### [SHORT TASK]
Can you rewrite the listing below from the line containing "Annotation task — locate each instance of the wooden podium" through the end of the listing, keeping every line including the requests, but adding 31 to each coordinate in the answers?

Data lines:

==============================

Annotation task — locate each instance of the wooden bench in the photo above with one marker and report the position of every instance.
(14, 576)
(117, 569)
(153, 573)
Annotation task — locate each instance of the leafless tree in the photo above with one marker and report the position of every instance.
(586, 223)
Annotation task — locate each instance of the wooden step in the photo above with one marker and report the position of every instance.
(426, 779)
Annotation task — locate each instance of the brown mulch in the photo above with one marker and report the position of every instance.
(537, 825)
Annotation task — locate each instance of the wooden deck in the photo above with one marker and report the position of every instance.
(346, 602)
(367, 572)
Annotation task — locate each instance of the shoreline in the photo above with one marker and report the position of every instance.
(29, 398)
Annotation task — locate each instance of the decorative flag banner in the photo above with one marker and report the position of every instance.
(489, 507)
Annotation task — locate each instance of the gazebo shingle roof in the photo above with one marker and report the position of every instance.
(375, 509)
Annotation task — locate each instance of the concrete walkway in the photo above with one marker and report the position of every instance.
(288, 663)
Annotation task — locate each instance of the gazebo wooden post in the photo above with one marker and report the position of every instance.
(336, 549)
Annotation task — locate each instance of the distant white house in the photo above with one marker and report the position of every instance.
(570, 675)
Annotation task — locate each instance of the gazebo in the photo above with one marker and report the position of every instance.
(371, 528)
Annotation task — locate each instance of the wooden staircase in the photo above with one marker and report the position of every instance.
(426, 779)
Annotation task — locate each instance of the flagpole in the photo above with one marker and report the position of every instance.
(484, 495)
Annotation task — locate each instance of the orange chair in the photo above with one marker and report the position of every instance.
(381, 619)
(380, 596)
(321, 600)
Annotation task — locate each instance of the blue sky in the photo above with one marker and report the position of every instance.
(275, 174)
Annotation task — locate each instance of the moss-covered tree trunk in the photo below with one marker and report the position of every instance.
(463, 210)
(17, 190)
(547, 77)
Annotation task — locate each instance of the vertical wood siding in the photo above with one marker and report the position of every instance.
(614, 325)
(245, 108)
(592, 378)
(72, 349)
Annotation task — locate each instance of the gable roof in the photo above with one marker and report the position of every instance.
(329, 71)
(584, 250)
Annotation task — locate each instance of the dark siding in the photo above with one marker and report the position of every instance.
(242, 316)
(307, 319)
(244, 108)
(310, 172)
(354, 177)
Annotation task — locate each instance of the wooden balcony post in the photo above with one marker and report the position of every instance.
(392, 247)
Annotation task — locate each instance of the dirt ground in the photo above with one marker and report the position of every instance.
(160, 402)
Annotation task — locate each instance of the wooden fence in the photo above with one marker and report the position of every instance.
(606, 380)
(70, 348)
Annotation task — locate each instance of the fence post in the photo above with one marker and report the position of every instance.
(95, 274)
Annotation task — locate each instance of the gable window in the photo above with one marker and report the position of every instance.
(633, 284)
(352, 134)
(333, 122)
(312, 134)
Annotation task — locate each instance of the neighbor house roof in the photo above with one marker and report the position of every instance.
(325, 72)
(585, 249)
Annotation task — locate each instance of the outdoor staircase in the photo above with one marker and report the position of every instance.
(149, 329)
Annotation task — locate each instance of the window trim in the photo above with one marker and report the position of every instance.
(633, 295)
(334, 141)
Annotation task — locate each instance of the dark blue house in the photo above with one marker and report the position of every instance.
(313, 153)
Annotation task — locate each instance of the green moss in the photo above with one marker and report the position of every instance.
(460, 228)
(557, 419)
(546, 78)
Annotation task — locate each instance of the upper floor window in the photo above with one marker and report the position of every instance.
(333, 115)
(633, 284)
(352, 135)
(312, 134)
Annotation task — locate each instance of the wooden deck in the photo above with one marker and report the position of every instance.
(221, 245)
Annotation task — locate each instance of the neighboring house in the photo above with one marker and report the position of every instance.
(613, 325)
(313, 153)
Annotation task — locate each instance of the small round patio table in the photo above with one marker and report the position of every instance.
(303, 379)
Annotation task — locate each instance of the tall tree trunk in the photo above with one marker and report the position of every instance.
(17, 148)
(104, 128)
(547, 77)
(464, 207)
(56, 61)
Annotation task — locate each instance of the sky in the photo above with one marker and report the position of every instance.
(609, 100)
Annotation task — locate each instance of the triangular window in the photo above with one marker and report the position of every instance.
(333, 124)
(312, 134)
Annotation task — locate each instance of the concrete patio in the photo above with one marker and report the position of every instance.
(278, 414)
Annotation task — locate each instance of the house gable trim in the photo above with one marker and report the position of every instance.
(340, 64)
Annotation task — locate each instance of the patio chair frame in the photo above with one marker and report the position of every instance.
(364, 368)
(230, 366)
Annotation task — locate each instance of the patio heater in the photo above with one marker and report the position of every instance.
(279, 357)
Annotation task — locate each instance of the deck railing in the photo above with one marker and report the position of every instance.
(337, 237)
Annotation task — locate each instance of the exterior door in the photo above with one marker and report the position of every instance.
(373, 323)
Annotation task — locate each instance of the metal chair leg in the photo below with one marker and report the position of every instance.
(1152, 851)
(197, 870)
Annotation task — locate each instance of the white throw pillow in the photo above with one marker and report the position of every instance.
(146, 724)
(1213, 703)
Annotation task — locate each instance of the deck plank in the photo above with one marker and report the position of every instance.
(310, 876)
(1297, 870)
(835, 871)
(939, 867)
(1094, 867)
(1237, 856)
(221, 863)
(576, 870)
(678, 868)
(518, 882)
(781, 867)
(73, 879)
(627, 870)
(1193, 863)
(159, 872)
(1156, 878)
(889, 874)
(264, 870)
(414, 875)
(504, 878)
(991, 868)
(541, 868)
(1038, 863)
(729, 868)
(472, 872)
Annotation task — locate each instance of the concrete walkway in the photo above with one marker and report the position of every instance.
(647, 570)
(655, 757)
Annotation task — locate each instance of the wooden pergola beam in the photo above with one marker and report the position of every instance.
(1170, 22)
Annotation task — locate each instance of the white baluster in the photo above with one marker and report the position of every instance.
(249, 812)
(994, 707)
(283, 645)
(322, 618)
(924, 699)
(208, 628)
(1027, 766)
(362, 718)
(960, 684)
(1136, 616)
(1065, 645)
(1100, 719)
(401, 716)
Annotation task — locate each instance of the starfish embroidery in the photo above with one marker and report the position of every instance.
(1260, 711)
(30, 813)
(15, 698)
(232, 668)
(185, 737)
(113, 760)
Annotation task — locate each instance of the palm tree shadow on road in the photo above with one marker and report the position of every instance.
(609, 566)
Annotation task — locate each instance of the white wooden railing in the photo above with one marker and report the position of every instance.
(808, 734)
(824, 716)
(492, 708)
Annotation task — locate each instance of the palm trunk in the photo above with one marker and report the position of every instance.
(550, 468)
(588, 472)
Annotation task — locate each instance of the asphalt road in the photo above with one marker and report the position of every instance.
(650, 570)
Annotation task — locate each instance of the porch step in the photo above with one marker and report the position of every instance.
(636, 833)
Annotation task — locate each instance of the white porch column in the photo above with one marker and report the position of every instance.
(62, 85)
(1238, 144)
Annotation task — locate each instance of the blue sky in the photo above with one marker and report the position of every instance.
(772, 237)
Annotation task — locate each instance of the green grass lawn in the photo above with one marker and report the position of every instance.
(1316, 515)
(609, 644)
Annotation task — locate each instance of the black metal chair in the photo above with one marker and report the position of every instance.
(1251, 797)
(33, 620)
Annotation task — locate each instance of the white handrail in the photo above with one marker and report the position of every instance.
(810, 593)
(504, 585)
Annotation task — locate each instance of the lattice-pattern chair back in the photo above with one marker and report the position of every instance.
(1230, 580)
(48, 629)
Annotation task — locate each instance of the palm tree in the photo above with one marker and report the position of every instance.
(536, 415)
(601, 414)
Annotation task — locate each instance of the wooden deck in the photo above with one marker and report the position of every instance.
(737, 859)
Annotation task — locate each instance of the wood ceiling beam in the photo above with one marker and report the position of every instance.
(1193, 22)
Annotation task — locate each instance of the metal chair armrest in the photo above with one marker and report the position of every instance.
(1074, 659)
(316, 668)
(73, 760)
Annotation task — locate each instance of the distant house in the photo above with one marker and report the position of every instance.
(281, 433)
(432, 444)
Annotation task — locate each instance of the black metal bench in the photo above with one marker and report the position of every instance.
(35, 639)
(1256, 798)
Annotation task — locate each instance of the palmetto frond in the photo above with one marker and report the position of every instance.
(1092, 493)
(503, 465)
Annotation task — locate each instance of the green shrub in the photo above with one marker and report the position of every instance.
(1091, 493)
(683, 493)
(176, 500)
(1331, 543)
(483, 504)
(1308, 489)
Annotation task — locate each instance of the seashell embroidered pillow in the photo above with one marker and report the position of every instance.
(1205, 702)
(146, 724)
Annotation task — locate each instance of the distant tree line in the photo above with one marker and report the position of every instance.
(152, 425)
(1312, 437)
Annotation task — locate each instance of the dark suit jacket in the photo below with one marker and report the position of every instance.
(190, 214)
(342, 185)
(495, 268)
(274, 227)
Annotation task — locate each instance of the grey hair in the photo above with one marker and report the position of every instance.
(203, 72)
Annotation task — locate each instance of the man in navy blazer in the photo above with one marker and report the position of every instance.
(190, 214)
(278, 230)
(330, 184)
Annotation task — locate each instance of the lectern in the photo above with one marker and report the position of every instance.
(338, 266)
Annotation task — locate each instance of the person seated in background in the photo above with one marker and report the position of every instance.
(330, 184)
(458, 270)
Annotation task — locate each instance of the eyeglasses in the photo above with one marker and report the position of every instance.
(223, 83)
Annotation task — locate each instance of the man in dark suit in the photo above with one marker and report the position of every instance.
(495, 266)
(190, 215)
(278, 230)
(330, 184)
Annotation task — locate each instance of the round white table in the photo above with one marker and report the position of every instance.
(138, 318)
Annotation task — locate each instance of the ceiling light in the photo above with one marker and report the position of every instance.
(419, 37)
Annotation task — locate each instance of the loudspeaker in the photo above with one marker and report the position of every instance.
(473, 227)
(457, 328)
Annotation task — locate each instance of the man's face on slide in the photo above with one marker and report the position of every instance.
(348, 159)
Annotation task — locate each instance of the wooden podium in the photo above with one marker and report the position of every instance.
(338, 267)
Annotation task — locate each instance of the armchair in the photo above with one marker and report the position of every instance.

==============================

### [COMPLETE ANSWER]
Annotation task — locate each instance of the wooden podium in the photo above with one marker and report the position of every instance.
(369, 298)
Annotation task — locate each instance of the armchair in the photo above with one marker and report the position of every instance.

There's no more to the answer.